## About this task:
From the line containing "Please tag the walking" down to the line containing "Please tag the arched" in the records below, reproduce every line exactly, ends included, and omit all others.

## Supplied entries:
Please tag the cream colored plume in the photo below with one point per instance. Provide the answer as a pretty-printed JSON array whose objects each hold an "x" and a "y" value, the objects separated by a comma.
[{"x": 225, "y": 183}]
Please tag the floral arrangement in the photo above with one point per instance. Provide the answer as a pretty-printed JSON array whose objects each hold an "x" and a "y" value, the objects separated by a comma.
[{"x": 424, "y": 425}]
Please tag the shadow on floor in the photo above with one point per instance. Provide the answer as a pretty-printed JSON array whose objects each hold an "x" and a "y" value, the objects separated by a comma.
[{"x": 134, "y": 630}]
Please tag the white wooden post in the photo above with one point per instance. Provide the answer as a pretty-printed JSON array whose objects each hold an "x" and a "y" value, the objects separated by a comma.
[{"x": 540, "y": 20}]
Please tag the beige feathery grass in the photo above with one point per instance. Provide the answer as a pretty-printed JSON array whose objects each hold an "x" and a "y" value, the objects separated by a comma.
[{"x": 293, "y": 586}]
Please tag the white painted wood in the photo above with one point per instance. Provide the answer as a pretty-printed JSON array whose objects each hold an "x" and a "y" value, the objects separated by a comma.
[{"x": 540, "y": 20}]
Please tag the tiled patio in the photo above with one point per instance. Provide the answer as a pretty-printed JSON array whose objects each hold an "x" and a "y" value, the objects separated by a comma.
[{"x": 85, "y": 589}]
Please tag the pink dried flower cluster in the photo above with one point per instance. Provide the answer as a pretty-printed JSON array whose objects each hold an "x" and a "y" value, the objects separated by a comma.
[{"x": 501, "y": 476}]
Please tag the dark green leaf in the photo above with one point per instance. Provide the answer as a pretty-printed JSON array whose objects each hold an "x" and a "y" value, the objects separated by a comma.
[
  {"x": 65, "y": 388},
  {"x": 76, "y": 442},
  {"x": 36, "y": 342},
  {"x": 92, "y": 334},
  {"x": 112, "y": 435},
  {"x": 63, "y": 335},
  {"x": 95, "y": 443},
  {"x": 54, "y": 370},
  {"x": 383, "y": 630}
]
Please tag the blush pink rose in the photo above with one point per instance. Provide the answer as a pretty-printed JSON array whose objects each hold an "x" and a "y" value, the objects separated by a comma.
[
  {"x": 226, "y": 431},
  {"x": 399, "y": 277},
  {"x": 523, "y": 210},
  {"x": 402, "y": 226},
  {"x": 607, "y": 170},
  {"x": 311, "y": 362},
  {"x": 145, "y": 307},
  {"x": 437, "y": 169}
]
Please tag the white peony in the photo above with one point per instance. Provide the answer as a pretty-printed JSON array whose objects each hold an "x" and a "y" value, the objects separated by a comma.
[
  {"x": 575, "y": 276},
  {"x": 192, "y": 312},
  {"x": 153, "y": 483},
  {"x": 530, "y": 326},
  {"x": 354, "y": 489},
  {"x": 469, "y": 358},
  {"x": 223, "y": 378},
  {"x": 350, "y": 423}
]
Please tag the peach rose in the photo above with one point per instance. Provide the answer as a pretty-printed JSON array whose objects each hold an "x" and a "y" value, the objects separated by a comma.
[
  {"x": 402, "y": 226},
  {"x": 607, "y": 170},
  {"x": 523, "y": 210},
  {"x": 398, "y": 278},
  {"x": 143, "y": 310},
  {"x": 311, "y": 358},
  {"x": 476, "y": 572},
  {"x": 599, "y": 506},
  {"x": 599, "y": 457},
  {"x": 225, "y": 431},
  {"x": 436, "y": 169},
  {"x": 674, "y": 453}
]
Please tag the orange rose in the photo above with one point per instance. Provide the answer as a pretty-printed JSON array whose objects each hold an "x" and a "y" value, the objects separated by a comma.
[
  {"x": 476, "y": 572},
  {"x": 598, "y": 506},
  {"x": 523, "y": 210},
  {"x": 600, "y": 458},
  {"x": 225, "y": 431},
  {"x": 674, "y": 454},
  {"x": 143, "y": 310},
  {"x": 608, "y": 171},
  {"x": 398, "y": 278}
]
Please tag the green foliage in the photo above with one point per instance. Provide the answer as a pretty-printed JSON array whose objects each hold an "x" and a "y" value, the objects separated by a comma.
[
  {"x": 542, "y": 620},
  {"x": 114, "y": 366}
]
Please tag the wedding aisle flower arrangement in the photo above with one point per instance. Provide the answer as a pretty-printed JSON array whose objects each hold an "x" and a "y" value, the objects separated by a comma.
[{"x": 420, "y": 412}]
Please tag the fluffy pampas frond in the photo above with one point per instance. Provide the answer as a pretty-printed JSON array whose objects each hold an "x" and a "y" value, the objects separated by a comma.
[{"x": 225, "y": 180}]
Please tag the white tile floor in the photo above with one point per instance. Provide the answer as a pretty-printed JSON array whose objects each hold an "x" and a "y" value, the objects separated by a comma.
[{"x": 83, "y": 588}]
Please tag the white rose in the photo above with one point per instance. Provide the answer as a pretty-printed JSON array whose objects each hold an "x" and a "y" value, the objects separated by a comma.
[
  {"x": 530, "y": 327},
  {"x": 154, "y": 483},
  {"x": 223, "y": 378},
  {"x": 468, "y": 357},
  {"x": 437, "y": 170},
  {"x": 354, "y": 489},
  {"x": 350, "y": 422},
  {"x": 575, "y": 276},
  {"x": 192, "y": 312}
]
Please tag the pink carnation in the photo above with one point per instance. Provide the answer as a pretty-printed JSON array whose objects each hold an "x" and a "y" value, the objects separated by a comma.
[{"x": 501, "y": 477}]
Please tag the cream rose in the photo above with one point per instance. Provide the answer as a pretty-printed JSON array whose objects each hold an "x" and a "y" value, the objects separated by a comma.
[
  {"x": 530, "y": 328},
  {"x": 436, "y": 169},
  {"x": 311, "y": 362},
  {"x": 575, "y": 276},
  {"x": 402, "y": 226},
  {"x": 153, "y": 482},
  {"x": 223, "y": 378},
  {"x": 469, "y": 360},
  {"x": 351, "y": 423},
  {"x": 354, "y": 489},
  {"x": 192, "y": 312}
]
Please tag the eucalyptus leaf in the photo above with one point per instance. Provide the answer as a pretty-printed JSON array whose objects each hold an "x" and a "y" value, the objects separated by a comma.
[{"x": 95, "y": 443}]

---

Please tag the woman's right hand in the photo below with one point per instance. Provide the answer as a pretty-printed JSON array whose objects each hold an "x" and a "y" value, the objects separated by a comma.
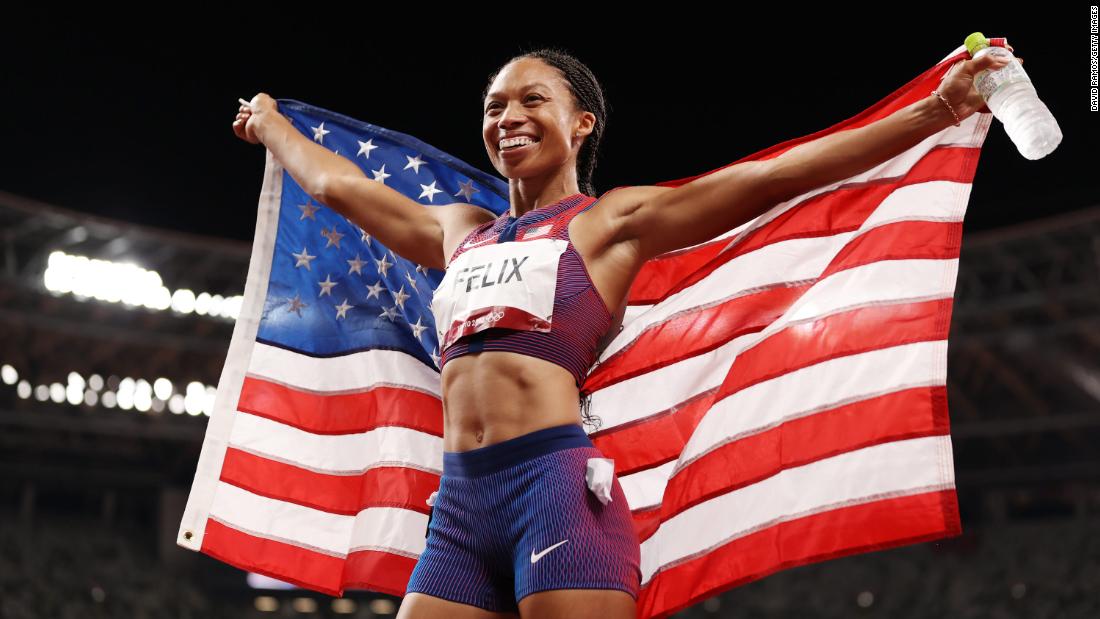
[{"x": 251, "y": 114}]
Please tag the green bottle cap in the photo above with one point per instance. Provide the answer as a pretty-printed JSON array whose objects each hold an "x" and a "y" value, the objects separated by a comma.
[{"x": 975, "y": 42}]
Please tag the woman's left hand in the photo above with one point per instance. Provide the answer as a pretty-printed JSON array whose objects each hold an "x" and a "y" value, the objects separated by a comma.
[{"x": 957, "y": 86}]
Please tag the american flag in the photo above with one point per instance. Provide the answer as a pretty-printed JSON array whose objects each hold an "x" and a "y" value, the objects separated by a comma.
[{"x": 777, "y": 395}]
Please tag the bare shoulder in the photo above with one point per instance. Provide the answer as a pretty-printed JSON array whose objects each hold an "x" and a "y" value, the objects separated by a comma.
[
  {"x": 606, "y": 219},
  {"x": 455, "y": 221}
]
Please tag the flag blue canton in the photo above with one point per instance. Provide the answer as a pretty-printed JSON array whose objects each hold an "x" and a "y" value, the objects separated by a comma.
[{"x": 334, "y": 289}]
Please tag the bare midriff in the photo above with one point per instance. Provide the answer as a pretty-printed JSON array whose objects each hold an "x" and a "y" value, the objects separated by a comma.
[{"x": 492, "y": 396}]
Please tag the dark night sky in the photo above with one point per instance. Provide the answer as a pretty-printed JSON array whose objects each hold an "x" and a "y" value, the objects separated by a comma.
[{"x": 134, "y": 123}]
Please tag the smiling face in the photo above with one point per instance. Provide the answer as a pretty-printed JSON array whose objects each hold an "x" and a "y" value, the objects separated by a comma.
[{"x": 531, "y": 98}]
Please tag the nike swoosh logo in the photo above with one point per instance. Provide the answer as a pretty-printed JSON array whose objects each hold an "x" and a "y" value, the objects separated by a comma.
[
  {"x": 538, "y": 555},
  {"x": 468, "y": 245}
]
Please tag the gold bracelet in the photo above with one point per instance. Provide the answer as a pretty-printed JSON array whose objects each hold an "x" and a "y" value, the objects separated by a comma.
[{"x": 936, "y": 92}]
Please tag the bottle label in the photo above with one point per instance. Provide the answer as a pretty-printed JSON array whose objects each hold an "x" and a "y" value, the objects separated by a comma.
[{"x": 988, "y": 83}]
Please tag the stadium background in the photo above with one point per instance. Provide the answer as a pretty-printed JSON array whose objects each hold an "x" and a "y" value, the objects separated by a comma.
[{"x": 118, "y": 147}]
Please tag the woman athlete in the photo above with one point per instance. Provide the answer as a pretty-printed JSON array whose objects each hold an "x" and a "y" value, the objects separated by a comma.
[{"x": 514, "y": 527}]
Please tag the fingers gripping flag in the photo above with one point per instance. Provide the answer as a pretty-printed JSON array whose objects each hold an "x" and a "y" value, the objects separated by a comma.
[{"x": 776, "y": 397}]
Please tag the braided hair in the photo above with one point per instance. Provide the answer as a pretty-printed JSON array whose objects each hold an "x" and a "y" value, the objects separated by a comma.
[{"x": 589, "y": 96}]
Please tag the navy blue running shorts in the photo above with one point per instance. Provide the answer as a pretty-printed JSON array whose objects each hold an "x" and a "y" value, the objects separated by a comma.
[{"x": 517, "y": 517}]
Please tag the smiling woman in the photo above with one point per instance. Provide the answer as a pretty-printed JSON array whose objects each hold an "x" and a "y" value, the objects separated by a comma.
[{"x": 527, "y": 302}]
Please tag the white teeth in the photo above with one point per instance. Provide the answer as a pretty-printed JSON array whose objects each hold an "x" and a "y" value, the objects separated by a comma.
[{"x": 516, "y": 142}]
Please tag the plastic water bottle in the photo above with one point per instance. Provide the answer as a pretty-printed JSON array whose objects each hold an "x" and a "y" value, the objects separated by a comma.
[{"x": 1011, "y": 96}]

---

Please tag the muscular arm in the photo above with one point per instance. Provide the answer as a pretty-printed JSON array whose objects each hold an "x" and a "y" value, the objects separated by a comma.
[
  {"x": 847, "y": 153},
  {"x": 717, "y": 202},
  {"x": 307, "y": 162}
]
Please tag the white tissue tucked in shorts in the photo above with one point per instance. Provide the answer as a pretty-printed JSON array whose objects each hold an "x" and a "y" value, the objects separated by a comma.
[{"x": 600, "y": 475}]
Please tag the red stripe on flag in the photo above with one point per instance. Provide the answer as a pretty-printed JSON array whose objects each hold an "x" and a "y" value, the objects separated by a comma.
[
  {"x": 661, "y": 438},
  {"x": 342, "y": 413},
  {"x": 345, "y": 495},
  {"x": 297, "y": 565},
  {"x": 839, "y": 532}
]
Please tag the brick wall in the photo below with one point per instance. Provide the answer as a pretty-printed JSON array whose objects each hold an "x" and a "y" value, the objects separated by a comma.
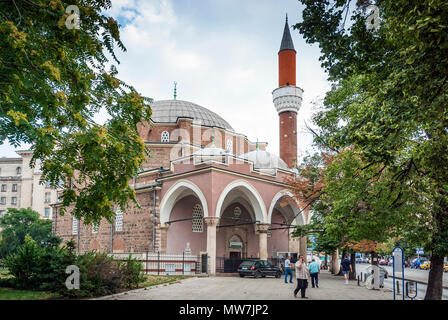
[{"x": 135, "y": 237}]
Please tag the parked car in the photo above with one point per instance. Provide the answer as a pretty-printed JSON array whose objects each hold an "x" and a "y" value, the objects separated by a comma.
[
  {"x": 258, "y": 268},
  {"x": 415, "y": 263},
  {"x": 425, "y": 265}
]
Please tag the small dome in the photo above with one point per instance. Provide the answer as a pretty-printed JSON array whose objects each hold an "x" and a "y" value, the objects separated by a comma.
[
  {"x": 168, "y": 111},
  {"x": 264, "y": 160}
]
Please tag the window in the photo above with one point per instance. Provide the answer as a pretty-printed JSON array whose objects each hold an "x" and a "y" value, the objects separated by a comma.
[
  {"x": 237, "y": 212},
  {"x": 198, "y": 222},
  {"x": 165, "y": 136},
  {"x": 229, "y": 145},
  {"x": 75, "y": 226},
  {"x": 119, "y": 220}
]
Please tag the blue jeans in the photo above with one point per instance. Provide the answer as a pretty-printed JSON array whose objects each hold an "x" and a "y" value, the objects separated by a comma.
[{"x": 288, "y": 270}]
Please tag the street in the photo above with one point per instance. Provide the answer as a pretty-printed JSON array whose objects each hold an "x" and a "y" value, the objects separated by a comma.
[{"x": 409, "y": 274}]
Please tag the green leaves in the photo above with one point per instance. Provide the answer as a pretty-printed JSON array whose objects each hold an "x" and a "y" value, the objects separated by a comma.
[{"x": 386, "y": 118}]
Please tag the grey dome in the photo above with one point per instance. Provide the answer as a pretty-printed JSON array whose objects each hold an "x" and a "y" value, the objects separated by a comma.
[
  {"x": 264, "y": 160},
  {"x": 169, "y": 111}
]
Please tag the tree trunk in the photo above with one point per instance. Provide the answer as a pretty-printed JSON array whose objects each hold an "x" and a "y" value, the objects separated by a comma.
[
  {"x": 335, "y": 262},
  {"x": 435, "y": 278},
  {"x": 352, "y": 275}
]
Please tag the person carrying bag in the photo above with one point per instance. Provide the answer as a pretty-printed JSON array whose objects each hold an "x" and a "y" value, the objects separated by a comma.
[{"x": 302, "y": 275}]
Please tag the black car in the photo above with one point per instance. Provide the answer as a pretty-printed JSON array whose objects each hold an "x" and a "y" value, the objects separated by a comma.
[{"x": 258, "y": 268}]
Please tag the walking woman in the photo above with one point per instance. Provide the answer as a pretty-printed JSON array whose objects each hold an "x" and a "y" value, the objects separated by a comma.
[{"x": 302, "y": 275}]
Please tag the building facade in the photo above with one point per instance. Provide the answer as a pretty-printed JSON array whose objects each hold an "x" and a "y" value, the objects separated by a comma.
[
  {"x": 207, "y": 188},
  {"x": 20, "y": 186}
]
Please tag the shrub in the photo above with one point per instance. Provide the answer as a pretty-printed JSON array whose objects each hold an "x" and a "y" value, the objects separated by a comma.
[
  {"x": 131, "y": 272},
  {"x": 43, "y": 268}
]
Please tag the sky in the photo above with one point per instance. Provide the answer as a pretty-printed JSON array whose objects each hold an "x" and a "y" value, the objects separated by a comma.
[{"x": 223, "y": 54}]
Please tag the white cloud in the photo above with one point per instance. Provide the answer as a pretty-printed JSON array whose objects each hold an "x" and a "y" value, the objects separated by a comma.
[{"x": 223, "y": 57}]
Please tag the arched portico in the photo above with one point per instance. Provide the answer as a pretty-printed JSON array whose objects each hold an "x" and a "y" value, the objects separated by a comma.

## Exercise result:
Please tag the walking woman in the photo above with one point per instance. Provide the answer as a pretty-printed JSON array whose objects each hold an "x" and a "y" value, the objects separated by a comma.
[{"x": 302, "y": 275}]
Please tag the building facade in the photo above with one point per instance. Provide the answer as a pretty-printed JSON array whose objects each hold an "x" and a "y" value, the objects separated by a comma.
[
  {"x": 207, "y": 188},
  {"x": 20, "y": 186}
]
Please tag the shrub in the photo above with one point per instance. Provide the answer as a pretty-printed JSON array whose objects each hold an "x" and a "y" value, the objects separated by a comma.
[
  {"x": 131, "y": 272},
  {"x": 43, "y": 268}
]
Please tag the sky in the photo above with one point per instance. Provide the answer as a pretty-printed JSON array whose objects each hold an "x" and a "y" value, the objects separated by a comma.
[{"x": 223, "y": 54}]
Please tag the white cloud in the photo above with one point per instance. Provide the answer as a pretty-printed JSON array whose objects each hold an "x" and a "y" value, the objects separated by a comma.
[{"x": 223, "y": 57}]
Please tag the arched portico in the photo above with one point per instance. Provide the answer as a pretty-printed JSON array whose objects each hold an "x" and a "y" value, the objects separated by a comma.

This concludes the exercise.